begin Materials provided
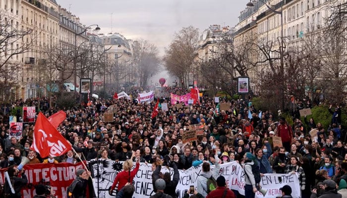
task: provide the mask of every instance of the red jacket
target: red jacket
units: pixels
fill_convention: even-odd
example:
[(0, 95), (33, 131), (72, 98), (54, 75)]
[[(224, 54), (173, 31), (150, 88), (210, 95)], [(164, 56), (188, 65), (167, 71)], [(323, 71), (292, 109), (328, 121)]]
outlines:
[[(132, 183), (132, 180), (134, 179), (135, 175), (136, 175), (137, 171), (139, 170), (140, 168), (140, 163), (136, 163), (136, 166), (134, 168), (134, 170), (130, 171), (130, 183)], [(120, 191), (122, 188), (125, 186), (125, 184), (128, 182), (128, 179), (129, 178), (129, 171), (124, 171), (118, 173), (117, 175), (116, 176), (116, 179), (115, 179), (115, 181), (113, 182), (112, 184), (112, 187), (111, 187), (111, 191), (113, 191), (116, 188), (116, 186), (118, 184), (118, 187), (117, 189), (118, 191)]]
[[(206, 196), (206, 198), (221, 198), (223, 197), (225, 190), (226, 190), (226, 187), (219, 186), (217, 189), (210, 192)], [(227, 189), (227, 195), (226, 195), (225, 198), (236, 198), (236, 196), (232, 191)]]

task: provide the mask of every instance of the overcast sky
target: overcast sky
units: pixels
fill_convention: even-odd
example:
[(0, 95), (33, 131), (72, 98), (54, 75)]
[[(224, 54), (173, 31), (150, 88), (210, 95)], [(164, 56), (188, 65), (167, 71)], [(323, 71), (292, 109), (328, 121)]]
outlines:
[(189, 25), (200, 33), (210, 25), (234, 27), (248, 0), (57, 0), (99, 33), (118, 32), (126, 39), (149, 40), (161, 55), (175, 32)]

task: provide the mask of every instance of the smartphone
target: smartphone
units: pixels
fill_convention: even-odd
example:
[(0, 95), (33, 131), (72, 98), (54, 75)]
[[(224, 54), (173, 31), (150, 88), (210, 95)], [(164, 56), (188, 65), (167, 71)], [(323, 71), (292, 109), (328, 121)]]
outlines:
[(195, 189), (194, 186), (190, 186), (190, 188), (189, 188), (189, 192), (191, 194), (194, 194), (194, 191), (195, 190)]

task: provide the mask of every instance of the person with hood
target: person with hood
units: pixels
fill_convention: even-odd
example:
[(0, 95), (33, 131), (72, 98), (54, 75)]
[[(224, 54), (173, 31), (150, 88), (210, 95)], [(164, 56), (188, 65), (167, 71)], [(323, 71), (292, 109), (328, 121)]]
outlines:
[(282, 192), (282, 198), (292, 198), (291, 197), (291, 188), (288, 185), (285, 185), (280, 189)]
[(201, 194), (204, 198), (207, 196), (207, 179), (211, 176), (213, 176), (215, 179), (217, 179), (221, 167), (221, 165), (219, 163), (219, 158), (218, 158), (218, 155), (217, 154), (217, 152), (216, 153), (215, 155), (215, 161), (214, 162), (215, 168), (213, 171), (211, 171), (210, 163), (204, 162), (201, 167), (201, 172), (197, 179), (197, 191), (198, 193)]
[(314, 189), (312, 191), (311, 198), (342, 198), (342, 195), (338, 193), (336, 190), (336, 183), (331, 179), (324, 180), (323, 188), (324, 191), (323, 194), (319, 197), (317, 195), (317, 189)]
[[(252, 166), (254, 164), (257, 164), (257, 160), (255, 157), (252, 153), (247, 152), (243, 156), (244, 160), (244, 165), (243, 165), (243, 171), (244, 171), (244, 194), (245, 198), (254, 198), (255, 196), (255, 193), (258, 191), (255, 183), (255, 179), (252, 171)], [(246, 166), (249, 165), (249, 166)]]

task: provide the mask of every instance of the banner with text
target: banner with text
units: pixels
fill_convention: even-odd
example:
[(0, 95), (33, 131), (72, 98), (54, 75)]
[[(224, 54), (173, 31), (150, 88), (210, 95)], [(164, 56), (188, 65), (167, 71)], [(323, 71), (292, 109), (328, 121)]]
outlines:
[[(100, 198), (114, 197), (115, 193), (110, 195), (110, 187), (112, 185), (117, 174), (122, 171), (122, 161), (116, 162), (110, 159), (96, 160), (89, 161), (90, 165), (93, 167), (94, 175), (100, 175), (94, 181), (94, 186), (99, 187), (99, 195)], [(134, 164), (135, 167), (135, 164)], [(212, 169), (214, 166), (212, 166)], [(98, 170), (99, 169), (99, 170)], [(192, 167), (188, 170), (179, 170), (179, 181), (176, 188), (178, 198), (183, 198), (184, 194), (190, 185), (196, 186), (197, 177), (201, 170), (201, 165), (196, 167)], [(227, 184), (231, 189), (236, 190), (242, 195), (244, 195), (244, 173), (241, 166), (236, 162), (229, 162), (221, 164), (219, 175), (223, 175)], [(162, 168), (162, 172), (169, 172), (166, 167)], [(173, 170), (170, 172), (172, 177), (174, 174)], [(98, 174), (98, 173), (102, 173)], [(140, 169), (134, 178), (133, 185), (135, 187), (135, 198), (149, 198), (155, 193), (153, 192), (152, 184), (151, 164), (141, 163)], [(300, 197), (300, 186), (298, 176), (295, 174), (267, 174), (262, 177), (260, 182), (262, 191), (256, 194), (256, 198), (276, 198), (282, 196), (280, 188), (286, 185), (291, 187), (292, 196), (294, 198)]]
[(153, 100), (153, 99), (154, 99), (154, 94), (153, 91), (144, 94), (139, 93), (138, 94), (138, 99), (139, 102), (150, 101)]
[[(22, 197), (33, 198), (36, 195), (35, 186), (38, 184), (51, 186), (56, 197), (66, 198), (66, 188), (76, 178), (76, 171), (83, 168), (82, 162), (26, 165), (25, 175), (28, 184), (22, 190)], [(0, 169), (0, 184), (4, 183), (4, 172), (7, 168)]]
[(17, 140), (19, 140), (19, 138), (22, 136), (22, 131), (23, 123), (10, 122), (8, 139), (11, 140), (11, 138), (14, 137)]
[(188, 104), (188, 100), (190, 99), (190, 93), (182, 96), (176, 95), (173, 93), (170, 94), (171, 97), (171, 105), (175, 104), (177, 101), (179, 103), (183, 102), (185, 105), (187, 105)]
[(23, 122), (35, 122), (35, 106), (23, 107)]

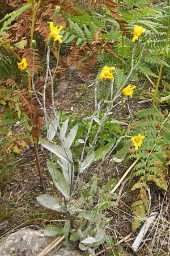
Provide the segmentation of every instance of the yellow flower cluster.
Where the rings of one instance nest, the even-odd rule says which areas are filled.
[[[132,39],[132,42],[134,43],[136,40],[138,40],[139,37],[145,31],[146,29],[143,28],[142,26],[135,25],[134,28],[134,37]]]
[[[142,145],[142,141],[143,139],[144,139],[145,137],[142,135],[141,133],[139,133],[138,136],[134,136],[134,138],[130,139],[135,148],[135,150],[138,150],[139,147]]]
[[[130,96],[132,98],[132,95],[133,94],[133,90],[137,86],[135,85],[129,84],[125,88],[122,90],[123,94],[125,96]]]
[[[27,62],[26,58],[23,58],[22,60],[20,63],[17,63],[18,68],[20,68],[20,70],[22,71],[24,69],[27,69],[28,67],[28,64]]]
[[[54,41],[58,41],[61,44],[62,43],[62,35],[60,35],[60,32],[62,30],[62,26],[56,26],[54,27],[53,22],[50,22],[50,38],[54,39]]]
[[[104,66],[102,69],[99,79],[100,81],[103,81],[105,79],[113,79],[113,73],[115,72],[116,68],[114,67],[108,67]]]

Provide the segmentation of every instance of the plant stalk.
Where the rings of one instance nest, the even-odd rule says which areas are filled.
[[[170,26],[168,26],[167,39],[166,39],[165,44],[165,47],[164,47],[164,51],[163,51],[163,56],[162,58],[162,63],[160,65],[159,72],[159,76],[158,76],[158,80],[157,80],[157,82],[156,84],[155,91],[155,93],[154,93],[154,98],[153,98],[153,105],[155,106],[156,108],[158,106],[158,101],[156,101],[156,97],[158,96],[158,90],[159,90],[158,86],[159,86],[159,82],[160,82],[160,81],[161,79],[162,72],[162,69],[163,69],[163,65],[164,65],[163,61],[164,61],[165,57],[166,50],[167,50],[168,43],[169,42],[169,35],[170,35]]]

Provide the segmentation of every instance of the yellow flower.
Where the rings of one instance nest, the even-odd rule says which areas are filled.
[[[132,94],[133,93],[133,90],[137,86],[135,85],[129,84],[125,88],[122,90],[123,94],[125,96],[130,96],[132,98]]]
[[[17,146],[14,146],[13,147],[13,152],[15,153],[20,154],[22,151],[20,148],[19,148],[19,147],[17,147]]]
[[[26,69],[28,67],[26,58],[23,58],[21,62],[20,62],[19,63],[18,62],[17,63],[18,68],[20,68],[20,71]]]
[[[50,27],[50,38],[53,38],[54,41],[58,41],[61,44],[62,43],[62,35],[60,35],[59,33],[63,28],[62,26],[60,26],[60,27],[56,26],[54,27],[53,22],[50,22],[49,24]]]
[[[145,137],[144,135],[142,135],[141,133],[139,133],[138,136],[134,136],[134,138],[130,139],[130,141],[132,141],[135,146],[135,150],[138,150],[141,147],[142,145],[142,140],[144,139],[144,138]]]
[[[60,11],[60,5],[56,5],[56,11]]]
[[[108,67],[104,66],[103,70],[101,71],[99,78],[101,81],[103,79],[113,79],[113,73],[116,71],[116,68],[114,67]]]
[[[132,39],[132,42],[134,43],[136,40],[138,40],[139,36],[145,31],[146,29],[143,28],[142,26],[135,25],[134,28],[134,37]]]

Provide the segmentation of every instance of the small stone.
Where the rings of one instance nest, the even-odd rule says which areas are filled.
[[[45,236],[42,230],[24,228],[0,240],[0,256],[37,256],[55,238]],[[54,249],[46,254],[52,255],[81,256],[75,250],[65,248],[61,248],[57,252]]]

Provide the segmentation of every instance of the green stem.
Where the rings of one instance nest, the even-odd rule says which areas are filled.
[[[32,42],[33,37],[33,30],[34,30],[34,26],[35,26],[35,2],[34,0],[32,1],[32,26],[31,26],[31,37],[30,40]]]
[[[53,79],[54,78],[58,66],[58,63],[59,63],[59,55],[60,55],[60,47],[61,47],[61,45],[60,43],[58,43],[58,52],[57,52],[57,64],[56,64],[56,66],[55,68],[55,70],[53,75]]]
[[[122,69],[124,71],[124,36],[123,33],[122,34]]]
[[[124,104],[124,96],[121,97],[121,101],[122,101],[122,105],[124,112],[125,114],[126,114],[126,111],[125,104]]]
[[[159,76],[158,76],[158,80],[157,80],[157,82],[156,84],[155,91],[155,93],[154,93],[154,97],[153,97],[153,105],[156,107],[157,107],[157,106],[158,106],[158,101],[156,101],[156,97],[158,96],[158,90],[159,90],[158,86],[159,85],[160,80],[161,79],[162,72],[162,69],[163,69],[163,65],[164,65],[163,61],[164,61],[164,60],[165,59],[165,57],[166,50],[167,50],[167,48],[168,42],[169,42],[169,35],[170,35],[170,26],[168,26],[167,39],[166,39],[166,42],[165,42],[165,47],[164,48],[163,56],[162,58],[162,63],[160,65],[159,72]]]
[[[40,177],[40,180],[41,183],[43,184],[43,177],[42,177],[42,171],[41,169],[41,166],[40,166],[40,159],[39,156],[39,153],[37,150],[37,139],[34,136],[33,134],[32,134],[32,138],[33,141],[33,147],[34,147],[34,152],[36,158],[36,162],[37,162],[37,166],[38,168],[38,171],[39,171],[39,175]]]

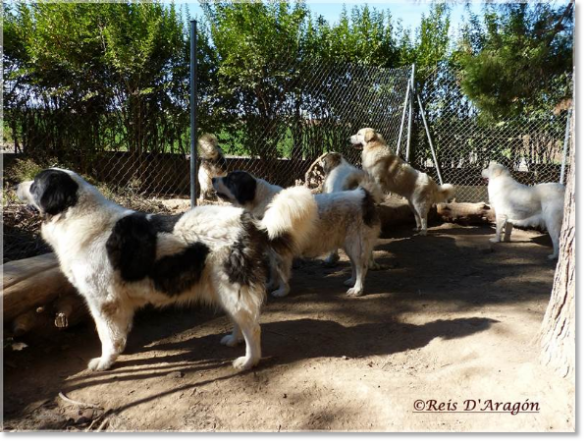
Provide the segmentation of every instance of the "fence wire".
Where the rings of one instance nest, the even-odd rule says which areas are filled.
end Materials provided
◆ Your instructions:
Extract the run of lines from the line holding "Provide the segmentation of every instance of the small" through the final line of the material above, exactly and inclusively. Leave the pictures behind.

◆ Solution to the problem:
Provide the segmentation of every instance of the small stone.
Where the rings of one instance nest, the even-odd rule says which areas are filled.
[[[45,236],[42,230],[24,228],[0,240],[0,256],[37,256],[55,238]],[[54,249],[46,254],[52,255],[81,256],[75,250],[65,248],[61,248],[57,252]]]

Provide the segmentation of every instance of the green stem.
Where the rings of one instance nest, the even-odd rule says which areas are filled.
[[[32,42],[33,37],[33,30],[34,30],[34,26],[35,26],[35,2],[34,0],[32,1],[32,26],[31,26],[31,37],[30,40]]]
[[[53,79],[54,78],[58,66],[58,63],[59,63],[59,55],[60,55],[60,47],[61,47],[61,45],[60,43],[58,43],[58,52],[57,52],[57,64],[56,64],[56,66],[55,68],[55,70],[53,75]]]
[[[122,69],[124,71],[124,36],[123,33],[122,34]]]
[[[124,104],[124,96],[121,97],[121,101],[122,101],[122,105],[124,112],[125,114],[126,114],[126,111],[125,104]]]
[[[159,76],[158,76],[158,80],[157,80],[157,82],[156,84],[155,91],[155,93],[154,93],[154,97],[153,97],[153,105],[156,107],[157,107],[157,106],[158,106],[158,101],[156,101],[156,97],[158,96],[158,90],[159,90],[158,86],[159,85],[160,80],[161,79],[162,72],[162,69],[163,69],[163,65],[164,65],[163,61],[164,61],[164,60],[165,59],[165,57],[166,50],[167,50],[167,48],[168,42],[169,42],[169,35],[170,35],[170,26],[168,26],[167,39],[166,39],[166,42],[165,42],[165,47],[164,48],[163,56],[162,58],[162,63],[160,65],[159,72]]]
[[[40,177],[40,180],[41,183],[43,184],[43,177],[42,177],[42,171],[41,169],[41,166],[40,166],[40,159],[39,156],[39,153],[37,150],[37,139],[34,136],[33,134],[32,134],[32,138],[33,141],[33,147],[34,147],[34,152],[36,158],[36,162],[37,162],[37,166],[38,168],[38,171],[39,171],[39,175]]]

Provide the segmentation of every instance of the "fence wire".
Where the rings of one instance nest, the even-odd rule says which areas are filled.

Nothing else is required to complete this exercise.